Data items:
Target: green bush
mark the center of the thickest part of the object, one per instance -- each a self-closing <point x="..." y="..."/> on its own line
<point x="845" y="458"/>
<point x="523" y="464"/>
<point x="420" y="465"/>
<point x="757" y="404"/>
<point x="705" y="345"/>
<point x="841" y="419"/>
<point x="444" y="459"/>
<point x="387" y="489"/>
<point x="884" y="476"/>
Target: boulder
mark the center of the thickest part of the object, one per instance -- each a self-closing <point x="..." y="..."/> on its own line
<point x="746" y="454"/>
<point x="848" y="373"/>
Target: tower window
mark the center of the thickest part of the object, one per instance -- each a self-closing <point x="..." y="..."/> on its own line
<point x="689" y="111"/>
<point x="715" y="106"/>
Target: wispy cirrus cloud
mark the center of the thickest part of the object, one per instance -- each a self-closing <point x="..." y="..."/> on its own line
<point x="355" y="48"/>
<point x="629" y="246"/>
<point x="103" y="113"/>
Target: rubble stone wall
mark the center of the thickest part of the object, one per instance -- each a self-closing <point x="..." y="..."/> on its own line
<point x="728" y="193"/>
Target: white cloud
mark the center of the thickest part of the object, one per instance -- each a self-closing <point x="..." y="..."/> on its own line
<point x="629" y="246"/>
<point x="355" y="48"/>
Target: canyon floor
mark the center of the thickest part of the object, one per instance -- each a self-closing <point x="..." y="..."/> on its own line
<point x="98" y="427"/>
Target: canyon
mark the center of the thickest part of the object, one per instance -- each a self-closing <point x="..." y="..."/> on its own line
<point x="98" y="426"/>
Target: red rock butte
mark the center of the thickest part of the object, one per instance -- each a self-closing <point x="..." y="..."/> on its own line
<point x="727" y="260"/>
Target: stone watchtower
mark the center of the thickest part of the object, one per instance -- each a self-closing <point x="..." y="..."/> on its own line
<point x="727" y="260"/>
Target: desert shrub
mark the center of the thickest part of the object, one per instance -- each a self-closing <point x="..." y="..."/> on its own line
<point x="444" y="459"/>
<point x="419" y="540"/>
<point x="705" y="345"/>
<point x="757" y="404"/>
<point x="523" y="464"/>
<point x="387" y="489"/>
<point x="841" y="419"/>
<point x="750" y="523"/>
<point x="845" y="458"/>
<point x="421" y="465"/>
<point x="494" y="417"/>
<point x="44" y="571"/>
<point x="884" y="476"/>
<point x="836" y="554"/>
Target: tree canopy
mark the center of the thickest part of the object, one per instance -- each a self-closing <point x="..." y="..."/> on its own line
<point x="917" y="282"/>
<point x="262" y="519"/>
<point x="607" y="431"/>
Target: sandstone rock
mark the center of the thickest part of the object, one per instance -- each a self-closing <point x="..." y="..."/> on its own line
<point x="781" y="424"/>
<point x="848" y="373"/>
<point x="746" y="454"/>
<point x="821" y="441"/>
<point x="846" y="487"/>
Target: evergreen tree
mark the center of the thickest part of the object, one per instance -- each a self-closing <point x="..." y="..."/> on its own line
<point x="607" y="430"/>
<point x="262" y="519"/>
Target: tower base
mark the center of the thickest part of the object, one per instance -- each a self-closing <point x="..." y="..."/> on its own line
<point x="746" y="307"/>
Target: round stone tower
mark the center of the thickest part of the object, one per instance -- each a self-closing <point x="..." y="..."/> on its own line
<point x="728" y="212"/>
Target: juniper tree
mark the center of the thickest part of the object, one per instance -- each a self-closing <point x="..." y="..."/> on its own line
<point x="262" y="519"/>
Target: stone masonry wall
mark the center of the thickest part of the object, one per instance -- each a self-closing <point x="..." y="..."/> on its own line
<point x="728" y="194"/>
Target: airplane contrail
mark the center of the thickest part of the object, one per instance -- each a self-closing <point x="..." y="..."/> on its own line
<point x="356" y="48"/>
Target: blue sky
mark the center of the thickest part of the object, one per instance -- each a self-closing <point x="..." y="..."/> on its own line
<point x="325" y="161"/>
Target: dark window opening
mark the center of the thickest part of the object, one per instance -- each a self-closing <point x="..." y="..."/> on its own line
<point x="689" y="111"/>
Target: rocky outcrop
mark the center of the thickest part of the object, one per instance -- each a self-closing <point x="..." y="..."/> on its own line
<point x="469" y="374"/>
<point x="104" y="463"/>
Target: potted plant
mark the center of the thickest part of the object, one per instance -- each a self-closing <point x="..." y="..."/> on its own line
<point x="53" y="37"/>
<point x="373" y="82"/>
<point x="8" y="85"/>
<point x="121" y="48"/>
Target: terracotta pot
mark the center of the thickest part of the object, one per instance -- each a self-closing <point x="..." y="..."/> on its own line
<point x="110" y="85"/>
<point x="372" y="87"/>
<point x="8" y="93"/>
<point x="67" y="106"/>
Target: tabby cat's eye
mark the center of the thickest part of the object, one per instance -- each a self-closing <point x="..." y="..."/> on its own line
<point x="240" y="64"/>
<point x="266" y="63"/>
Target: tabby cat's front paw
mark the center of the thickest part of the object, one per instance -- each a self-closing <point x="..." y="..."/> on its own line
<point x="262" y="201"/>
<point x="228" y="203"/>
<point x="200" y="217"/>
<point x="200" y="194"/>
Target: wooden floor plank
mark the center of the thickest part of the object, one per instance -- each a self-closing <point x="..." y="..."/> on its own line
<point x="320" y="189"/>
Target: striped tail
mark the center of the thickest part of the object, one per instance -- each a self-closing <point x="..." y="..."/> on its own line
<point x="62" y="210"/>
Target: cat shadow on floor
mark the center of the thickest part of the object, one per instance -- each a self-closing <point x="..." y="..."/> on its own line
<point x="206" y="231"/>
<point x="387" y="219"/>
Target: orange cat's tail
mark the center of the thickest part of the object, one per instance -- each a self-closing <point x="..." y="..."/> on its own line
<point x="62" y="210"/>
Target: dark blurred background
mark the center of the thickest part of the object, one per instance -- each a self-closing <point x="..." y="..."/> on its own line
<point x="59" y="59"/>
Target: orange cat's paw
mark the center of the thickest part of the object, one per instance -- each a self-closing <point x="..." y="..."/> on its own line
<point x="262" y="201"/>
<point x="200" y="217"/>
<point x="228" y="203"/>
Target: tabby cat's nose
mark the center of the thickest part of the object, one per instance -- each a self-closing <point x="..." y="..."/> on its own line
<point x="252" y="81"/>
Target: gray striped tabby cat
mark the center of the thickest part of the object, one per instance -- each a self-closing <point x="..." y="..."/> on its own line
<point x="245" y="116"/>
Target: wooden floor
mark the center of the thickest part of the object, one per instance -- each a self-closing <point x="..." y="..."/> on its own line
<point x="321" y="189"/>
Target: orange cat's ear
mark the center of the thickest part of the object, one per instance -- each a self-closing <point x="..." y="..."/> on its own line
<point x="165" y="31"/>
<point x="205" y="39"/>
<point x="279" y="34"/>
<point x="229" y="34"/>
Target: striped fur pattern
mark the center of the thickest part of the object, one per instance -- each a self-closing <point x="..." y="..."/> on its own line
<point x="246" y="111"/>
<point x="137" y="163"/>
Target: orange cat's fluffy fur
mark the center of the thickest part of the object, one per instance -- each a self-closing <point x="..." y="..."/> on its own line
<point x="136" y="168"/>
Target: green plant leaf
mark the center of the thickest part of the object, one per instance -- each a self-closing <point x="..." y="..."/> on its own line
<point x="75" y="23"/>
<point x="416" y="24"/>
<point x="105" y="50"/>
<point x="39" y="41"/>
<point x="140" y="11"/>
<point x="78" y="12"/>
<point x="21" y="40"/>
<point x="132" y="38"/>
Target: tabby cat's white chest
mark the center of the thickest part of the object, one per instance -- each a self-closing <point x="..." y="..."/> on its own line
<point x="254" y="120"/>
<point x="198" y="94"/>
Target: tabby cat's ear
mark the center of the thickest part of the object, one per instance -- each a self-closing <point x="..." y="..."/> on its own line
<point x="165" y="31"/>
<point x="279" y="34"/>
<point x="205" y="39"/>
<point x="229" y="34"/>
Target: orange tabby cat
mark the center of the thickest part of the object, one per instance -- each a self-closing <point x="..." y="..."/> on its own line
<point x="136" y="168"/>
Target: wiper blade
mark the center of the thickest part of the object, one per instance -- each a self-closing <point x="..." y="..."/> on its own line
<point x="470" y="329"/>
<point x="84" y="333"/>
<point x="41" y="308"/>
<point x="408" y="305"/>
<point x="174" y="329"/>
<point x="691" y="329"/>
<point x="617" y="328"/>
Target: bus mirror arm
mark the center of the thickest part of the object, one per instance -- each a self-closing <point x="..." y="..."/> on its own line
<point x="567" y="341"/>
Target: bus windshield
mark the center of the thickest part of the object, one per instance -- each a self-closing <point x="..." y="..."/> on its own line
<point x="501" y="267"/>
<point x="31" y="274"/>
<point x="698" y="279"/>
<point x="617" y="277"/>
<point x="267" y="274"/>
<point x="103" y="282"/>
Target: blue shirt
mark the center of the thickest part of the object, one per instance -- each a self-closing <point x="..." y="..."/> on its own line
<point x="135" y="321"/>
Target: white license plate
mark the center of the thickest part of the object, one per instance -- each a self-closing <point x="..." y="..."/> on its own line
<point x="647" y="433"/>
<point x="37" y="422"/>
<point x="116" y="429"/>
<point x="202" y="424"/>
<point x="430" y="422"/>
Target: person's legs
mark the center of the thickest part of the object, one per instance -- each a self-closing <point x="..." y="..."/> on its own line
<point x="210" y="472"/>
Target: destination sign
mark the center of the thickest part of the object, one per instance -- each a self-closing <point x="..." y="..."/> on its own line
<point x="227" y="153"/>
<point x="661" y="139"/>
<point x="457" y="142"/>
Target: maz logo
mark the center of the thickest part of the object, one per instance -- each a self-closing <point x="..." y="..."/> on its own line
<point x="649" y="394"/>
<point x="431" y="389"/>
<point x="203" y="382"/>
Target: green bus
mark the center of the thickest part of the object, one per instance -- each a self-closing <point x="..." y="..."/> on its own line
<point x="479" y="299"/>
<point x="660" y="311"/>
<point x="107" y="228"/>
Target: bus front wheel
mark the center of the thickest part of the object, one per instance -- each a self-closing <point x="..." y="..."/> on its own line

**WORK INSTRUCTION**
What you give back should be the lines from the one with "Target: maz logo" to the end of the data, copied exactly, both ends included.

**ANSWER BELOW**
Target: maz logo
mark the center of the thickest part of the object, one per instance -- each a self-closing <point x="..." y="..."/> on its own line
<point x="649" y="394"/>
<point x="431" y="389"/>
<point x="203" y="382"/>
Target: green bus
mark the center of the thickest part of the object, one per instance -- each a self-closing <point x="..." y="..."/> on its own line
<point x="479" y="299"/>
<point x="660" y="311"/>
<point x="107" y="228"/>
Target: bus front wheel
mark the center of the thickest part of the object, one per instance -- each a self-closing <point x="..." y="..."/> on its own line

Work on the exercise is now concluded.